• _PROBLEM TO WORK ON_
The listing below is to be reproduced in full, exactly as given.

• _RECORDED INFORMATION_
*** Begin section ***
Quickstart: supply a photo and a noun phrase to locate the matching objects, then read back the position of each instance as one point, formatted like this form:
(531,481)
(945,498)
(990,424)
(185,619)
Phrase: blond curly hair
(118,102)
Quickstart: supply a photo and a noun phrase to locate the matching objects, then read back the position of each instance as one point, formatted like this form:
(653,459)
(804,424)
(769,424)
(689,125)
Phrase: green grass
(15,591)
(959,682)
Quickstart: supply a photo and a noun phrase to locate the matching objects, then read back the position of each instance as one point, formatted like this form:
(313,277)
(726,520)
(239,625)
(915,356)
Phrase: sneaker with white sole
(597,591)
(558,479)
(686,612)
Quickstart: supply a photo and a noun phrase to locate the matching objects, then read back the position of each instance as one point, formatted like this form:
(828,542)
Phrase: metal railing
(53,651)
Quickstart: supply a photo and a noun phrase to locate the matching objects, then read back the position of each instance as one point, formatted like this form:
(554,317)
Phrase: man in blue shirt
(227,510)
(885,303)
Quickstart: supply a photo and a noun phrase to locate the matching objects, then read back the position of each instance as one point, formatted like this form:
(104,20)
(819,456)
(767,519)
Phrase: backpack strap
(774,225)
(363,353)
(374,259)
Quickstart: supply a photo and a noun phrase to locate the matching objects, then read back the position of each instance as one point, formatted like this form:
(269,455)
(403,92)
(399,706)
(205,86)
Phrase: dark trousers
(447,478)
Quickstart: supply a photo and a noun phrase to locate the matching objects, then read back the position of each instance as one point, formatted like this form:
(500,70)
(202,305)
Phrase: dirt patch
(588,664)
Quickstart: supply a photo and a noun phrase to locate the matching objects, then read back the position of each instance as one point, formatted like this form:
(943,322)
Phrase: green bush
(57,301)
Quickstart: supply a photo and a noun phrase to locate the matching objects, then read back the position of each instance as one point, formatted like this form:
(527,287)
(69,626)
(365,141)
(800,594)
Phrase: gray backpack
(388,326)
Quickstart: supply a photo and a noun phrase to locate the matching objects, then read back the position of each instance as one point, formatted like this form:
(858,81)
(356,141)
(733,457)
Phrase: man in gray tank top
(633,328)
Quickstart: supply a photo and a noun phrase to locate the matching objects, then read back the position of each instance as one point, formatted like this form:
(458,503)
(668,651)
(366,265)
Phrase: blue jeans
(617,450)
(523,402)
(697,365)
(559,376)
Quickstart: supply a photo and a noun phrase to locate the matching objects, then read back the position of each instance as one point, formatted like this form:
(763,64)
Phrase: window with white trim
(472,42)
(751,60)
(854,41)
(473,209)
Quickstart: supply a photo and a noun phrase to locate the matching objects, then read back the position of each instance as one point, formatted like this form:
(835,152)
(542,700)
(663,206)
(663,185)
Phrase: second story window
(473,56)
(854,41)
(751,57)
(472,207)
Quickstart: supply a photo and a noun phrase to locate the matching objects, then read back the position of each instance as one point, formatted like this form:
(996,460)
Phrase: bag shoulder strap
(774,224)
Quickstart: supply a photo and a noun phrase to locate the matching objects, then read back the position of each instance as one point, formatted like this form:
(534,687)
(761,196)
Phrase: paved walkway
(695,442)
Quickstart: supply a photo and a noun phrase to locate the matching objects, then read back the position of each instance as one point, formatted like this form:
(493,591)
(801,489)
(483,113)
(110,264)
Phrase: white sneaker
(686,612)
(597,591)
*** End section ***
• _YOUR SOLUTION_
Quickstart: supply a photo and a noun phrase to locate the matching objects, then read back the position of each instance as one point, formatted like this form:
(531,481)
(945,498)
(990,424)
(185,619)
Phrase: blond curly hair
(118,102)
Quickstart: supply a photo and a noun phrase to locate the matching objects, then read back the position of each instance as one point, formatted like this form:
(653,459)
(804,424)
(769,424)
(689,125)
Phrase: green grass
(15,591)
(959,682)
Quickstart: supply a photo and a noun phrase to locate the matching objects, then read back the position of each instance as one point, formatted like this form:
(313,277)
(726,520)
(239,625)
(915,356)
Phrase: sneaker with white sole
(597,591)
(558,479)
(686,612)
Quickstart: supply a photo and a noun phrase to locate the matching objects, then read back the position of each instance as one point, formatted like this form:
(828,542)
Phrase: metal railing
(53,651)
Quickstart: supply a photo and a noun phrase to locate the matching objects, then read back the position of each instance as one point, formatted like this form:
(554,317)
Phrase: man in blue shirt
(227,510)
(885,303)
Quickstart: supply a photo and a noun phrase to locate the matching objects, then read back the position of each instance as one point, formatted like this form:
(104,20)
(819,456)
(767,519)
Phrase: backpack strap
(774,225)
(363,353)
(374,259)
Quickstart: supply a photo and a noun phrase to locate the matching objects, then read back the position of each instance as one point, formatted like this form:
(269,455)
(403,92)
(399,706)
(205,86)
Phrase: dark trousers
(447,478)
Quickstart: supply a photo and a noun phrase to locate the matching objects, then read back the position of each instance as one point, formatted like this form:
(500,70)
(202,305)
Phrase: dirt patch
(588,664)
Quickstart: supply a photo and a noun phrase to locate the matching objects, then read back the position of each instance as one point, formatted like this form:
(943,322)
Phrase: green bush
(57,301)
Quickstart: supply a photo and a noun phrase to locate the matching objects, then read back the position of each instance as one point, formatted like this form:
(527,287)
(69,626)
(365,141)
(800,594)
Phrase: gray backpack
(388,326)
Quickstart: supply a photo and a noun phrase to locate the matching objects, then read back the position of each instance as one point, formatted like this form:
(858,81)
(356,141)
(733,457)
Phrase: man in gray tank top
(633,328)
Quickstart: supply a photo and a noun phrase to locate the matching objects, then read back the position of each instance as one point, formatted like this form:
(458,503)
(668,651)
(366,265)
Phrase: blue jeans
(617,450)
(523,402)
(697,365)
(559,376)
Quickstart: supply a photo and a noun phrase to locate the matching objects, then read back the position of each instance as one point, formatted like this form:
(763,64)
Phrase: window with white trim
(472,42)
(751,60)
(854,41)
(473,209)
Quickstart: supply a photo and a noun phrase to locate the matching objects, then read back the position of each instance as one point, formatted like this form:
(835,152)
(542,700)
(663,206)
(663,185)
Phrase: second story window
(473,56)
(854,41)
(751,57)
(472,207)
Quickstart: supply a photo and a noun phrase to locate the matching objects, then read back the position of each instance as one point, formatted like this form:
(996,460)
Phrase: bag shoulder strap
(774,224)
Quickstart: supply a photo and a noun phrase to locate the matching objects, then read back the position of each instance as one point, formatted like this form:
(534,687)
(761,196)
Phrase: paved walkway
(695,442)
Quickstart: supply a photo and a noun phrase to locate the matching objects, then read back the position of each instance as one point, formatted like this form:
(493,591)
(801,489)
(483,113)
(110,264)
Phrase: white sneaker
(686,612)
(597,591)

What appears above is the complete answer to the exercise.